##### AVAILABLE DATA

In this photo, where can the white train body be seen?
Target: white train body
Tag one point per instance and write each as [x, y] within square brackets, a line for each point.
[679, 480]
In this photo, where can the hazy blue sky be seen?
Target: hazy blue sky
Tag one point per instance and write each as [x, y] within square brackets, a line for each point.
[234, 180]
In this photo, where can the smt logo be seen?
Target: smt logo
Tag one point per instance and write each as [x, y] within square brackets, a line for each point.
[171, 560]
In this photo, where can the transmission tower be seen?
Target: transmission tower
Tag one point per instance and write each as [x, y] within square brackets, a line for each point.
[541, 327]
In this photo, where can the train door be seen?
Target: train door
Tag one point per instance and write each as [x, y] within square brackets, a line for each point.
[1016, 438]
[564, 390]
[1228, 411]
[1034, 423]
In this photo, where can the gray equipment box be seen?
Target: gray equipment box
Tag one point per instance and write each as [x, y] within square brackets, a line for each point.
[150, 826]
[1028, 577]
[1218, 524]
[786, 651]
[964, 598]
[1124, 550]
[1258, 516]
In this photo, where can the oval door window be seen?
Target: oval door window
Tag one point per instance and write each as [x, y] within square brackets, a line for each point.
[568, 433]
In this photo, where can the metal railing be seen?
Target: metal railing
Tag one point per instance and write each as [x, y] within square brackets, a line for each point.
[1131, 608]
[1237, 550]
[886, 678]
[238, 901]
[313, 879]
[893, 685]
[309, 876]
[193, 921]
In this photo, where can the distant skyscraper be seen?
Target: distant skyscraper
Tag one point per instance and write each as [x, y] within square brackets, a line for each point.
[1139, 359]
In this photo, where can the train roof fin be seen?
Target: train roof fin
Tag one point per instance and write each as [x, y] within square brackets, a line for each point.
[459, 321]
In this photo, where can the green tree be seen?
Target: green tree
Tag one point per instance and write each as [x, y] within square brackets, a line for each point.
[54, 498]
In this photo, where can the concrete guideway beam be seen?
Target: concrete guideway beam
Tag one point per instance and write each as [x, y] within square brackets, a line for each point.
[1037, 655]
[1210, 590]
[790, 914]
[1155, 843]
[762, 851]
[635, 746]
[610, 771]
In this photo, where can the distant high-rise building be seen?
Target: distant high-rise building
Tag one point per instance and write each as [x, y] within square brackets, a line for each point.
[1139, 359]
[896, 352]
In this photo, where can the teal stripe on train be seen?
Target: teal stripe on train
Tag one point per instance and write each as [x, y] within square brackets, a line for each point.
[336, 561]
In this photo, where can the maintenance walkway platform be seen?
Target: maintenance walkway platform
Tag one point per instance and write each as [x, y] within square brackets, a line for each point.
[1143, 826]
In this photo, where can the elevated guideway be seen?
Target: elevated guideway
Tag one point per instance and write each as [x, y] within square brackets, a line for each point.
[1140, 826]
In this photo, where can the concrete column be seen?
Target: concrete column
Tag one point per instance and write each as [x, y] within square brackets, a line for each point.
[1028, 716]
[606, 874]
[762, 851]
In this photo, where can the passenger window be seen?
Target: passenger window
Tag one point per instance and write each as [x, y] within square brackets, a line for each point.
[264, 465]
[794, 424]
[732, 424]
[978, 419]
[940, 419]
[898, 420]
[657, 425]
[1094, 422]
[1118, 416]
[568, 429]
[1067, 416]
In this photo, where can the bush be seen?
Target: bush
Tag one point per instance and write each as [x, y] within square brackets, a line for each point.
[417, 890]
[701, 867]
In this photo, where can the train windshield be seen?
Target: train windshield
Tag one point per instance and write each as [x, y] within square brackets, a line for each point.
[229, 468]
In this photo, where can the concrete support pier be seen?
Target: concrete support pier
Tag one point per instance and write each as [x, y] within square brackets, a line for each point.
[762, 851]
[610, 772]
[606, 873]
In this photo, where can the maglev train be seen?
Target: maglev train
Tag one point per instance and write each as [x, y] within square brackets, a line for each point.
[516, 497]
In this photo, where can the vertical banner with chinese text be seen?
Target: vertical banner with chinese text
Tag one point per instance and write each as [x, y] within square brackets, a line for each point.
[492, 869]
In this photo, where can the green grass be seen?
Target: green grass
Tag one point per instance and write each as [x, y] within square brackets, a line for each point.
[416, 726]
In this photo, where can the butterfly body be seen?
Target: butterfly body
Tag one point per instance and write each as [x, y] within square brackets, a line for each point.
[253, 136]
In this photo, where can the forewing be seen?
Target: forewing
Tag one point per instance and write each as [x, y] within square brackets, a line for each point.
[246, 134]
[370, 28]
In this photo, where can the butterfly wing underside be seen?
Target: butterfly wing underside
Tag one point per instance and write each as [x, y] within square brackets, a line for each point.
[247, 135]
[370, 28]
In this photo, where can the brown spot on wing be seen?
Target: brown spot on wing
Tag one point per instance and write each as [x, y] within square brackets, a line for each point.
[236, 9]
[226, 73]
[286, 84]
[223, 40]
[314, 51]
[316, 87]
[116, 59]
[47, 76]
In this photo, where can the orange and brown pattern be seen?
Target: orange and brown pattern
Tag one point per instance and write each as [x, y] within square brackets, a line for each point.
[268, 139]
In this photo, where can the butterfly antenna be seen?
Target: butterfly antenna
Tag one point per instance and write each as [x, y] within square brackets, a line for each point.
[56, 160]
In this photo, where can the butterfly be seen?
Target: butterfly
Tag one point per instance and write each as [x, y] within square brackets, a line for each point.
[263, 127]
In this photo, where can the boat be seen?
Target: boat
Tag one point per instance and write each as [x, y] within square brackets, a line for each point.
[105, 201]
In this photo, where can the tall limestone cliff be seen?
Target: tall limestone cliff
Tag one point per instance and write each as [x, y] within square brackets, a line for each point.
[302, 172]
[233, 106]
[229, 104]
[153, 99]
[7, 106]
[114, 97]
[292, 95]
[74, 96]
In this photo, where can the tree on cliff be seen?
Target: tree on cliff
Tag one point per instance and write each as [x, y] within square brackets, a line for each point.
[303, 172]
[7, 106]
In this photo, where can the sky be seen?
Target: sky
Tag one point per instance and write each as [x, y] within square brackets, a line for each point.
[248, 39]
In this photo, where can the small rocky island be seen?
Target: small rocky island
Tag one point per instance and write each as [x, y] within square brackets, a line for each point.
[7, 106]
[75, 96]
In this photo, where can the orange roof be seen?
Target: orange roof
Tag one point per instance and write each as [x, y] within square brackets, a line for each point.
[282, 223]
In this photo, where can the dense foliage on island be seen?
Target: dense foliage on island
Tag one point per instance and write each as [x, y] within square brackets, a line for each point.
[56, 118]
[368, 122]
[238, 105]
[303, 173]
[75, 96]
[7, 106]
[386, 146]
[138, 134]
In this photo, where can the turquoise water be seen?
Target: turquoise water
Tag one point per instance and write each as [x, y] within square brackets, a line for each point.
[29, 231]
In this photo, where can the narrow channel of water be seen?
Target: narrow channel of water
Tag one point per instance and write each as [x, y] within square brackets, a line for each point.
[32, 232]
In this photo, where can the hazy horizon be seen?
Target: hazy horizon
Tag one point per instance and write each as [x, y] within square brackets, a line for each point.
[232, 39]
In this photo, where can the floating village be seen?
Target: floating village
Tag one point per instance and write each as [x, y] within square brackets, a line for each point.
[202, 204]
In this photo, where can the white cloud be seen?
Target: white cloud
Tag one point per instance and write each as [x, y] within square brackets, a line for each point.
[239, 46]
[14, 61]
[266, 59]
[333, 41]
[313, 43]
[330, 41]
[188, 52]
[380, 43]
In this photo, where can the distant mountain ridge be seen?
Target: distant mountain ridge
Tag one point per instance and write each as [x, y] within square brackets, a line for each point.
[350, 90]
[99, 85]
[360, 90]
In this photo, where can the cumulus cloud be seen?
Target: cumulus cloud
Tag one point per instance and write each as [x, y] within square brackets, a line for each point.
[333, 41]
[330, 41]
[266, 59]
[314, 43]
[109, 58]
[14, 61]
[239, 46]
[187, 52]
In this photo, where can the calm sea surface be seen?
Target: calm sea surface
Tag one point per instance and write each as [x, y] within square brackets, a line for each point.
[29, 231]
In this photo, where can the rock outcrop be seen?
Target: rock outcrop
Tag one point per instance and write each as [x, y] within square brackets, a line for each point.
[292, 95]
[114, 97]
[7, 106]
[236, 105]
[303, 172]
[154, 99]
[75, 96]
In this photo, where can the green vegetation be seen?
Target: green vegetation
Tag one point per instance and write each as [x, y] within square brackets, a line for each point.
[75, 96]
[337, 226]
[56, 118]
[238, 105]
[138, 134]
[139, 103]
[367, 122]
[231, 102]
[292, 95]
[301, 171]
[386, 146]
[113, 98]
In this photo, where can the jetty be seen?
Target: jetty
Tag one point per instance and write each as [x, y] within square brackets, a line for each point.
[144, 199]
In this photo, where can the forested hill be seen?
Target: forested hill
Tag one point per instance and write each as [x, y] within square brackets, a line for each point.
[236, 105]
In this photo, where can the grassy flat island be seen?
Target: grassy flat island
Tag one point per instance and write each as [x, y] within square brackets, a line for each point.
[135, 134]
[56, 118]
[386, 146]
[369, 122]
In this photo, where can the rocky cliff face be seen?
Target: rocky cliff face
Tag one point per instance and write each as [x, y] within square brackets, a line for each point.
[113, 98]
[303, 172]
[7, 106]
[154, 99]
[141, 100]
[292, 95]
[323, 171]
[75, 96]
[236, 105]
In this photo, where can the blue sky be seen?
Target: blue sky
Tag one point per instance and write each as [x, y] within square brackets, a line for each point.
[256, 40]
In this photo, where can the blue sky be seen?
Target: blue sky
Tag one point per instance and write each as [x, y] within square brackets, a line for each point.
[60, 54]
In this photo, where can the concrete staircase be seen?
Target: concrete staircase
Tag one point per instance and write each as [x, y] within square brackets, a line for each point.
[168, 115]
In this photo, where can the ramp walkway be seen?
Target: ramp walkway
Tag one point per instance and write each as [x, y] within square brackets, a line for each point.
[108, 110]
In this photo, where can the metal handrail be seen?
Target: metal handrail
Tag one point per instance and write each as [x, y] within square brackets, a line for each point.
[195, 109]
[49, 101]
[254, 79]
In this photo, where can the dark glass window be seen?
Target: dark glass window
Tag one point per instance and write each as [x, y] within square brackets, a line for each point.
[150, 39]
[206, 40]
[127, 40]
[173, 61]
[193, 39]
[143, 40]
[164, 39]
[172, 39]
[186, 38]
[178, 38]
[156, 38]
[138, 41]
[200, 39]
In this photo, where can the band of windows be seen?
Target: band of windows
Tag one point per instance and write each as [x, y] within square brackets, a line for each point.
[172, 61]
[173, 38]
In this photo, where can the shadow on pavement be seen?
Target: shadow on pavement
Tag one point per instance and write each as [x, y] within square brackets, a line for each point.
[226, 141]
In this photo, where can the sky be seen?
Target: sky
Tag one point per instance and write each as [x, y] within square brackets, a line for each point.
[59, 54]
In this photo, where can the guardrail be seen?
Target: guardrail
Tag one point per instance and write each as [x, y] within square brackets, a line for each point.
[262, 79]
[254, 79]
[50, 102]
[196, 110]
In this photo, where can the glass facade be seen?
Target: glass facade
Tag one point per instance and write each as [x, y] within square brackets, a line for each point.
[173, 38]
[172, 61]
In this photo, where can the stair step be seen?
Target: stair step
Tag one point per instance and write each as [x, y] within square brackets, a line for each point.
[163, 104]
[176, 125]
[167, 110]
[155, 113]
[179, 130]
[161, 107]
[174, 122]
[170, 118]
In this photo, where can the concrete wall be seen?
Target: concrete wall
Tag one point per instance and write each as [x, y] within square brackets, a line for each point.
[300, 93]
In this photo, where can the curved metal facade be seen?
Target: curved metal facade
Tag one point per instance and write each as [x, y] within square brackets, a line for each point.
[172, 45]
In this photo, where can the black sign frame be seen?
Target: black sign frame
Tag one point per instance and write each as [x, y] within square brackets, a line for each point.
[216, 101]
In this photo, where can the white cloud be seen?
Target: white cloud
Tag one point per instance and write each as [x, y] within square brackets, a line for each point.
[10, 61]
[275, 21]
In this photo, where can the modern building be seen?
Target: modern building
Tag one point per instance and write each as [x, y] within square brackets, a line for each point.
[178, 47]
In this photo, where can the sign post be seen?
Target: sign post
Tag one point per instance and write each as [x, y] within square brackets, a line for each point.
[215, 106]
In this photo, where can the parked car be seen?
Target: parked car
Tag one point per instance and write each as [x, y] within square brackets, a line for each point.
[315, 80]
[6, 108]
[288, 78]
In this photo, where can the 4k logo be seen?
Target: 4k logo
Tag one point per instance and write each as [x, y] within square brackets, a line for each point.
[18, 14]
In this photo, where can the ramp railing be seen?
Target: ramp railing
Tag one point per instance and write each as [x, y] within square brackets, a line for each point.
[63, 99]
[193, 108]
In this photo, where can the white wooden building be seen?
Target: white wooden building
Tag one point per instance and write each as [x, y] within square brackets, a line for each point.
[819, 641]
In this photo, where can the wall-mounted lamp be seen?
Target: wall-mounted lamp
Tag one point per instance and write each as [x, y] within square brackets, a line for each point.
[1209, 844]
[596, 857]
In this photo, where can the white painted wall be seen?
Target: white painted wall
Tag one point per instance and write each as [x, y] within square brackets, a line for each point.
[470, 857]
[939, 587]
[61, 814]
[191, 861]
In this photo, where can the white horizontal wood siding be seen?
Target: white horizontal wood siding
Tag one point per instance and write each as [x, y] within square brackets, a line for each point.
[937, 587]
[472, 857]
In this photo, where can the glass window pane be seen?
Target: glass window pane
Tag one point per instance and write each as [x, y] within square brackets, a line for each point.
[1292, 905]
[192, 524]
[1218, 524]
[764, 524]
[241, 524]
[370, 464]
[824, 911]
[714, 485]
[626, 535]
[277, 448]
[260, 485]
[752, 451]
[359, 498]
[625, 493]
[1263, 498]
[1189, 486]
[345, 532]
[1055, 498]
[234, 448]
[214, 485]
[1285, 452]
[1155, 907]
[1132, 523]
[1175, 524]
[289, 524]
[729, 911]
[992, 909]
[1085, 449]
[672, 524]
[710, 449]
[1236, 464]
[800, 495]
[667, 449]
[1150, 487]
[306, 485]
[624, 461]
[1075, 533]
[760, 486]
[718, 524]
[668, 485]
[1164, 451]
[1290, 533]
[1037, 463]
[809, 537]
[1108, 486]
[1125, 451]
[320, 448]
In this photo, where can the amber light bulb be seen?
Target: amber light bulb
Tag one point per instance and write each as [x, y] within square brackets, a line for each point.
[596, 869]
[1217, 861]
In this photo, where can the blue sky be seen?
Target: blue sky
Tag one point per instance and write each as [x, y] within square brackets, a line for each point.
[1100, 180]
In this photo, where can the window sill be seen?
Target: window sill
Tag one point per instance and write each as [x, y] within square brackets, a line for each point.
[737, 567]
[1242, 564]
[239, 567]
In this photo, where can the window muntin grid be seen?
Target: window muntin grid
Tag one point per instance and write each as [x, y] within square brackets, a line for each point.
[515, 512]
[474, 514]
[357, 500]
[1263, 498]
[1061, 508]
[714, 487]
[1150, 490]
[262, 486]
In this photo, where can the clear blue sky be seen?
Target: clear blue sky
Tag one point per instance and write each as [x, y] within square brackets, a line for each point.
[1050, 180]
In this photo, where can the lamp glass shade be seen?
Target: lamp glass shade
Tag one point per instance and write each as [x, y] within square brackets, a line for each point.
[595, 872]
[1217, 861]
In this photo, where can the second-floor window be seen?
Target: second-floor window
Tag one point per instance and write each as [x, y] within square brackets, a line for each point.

##########

GIVEN EXERCISE: From the line that contains "In this photo, where can the window sill" down to the last line of the listing above, repeat each line exactly, and include nothing else.

OUTPUT OF THE TASK:
In this photo, where can the window sill be seen?
Target: window sill
Tag one point per instance and write each as [x, y] within square brackets, a line for each point.
[737, 567]
[1242, 564]
[239, 567]
In this photo, where can the window muntin grid be seen?
Target: window muntin grid
Tag one point per instance and write each as [x, y] within square brackets, a line for each point.
[515, 512]
[474, 514]
[357, 500]
[1263, 498]
[1061, 508]
[714, 487]
[1150, 490]
[262, 486]
In this photo, where can the clear blue sky be seen?
Target: clear blue sky
Tag one point per instance and write each as [x, y] within square brackets, a line for each point.
[1050, 180]
In this photo, where can the lamp glass shade be seen?
Target: lamp glass shade
Tag one point per instance and write each as [x, y] within square brackets, a line for each point.
[595, 872]
[1217, 861]
In this photo, where can the second-floor window be seen?
Target: second-floor window
Tag one point per instance and write each as [x, y] within square brackets, a line for each point.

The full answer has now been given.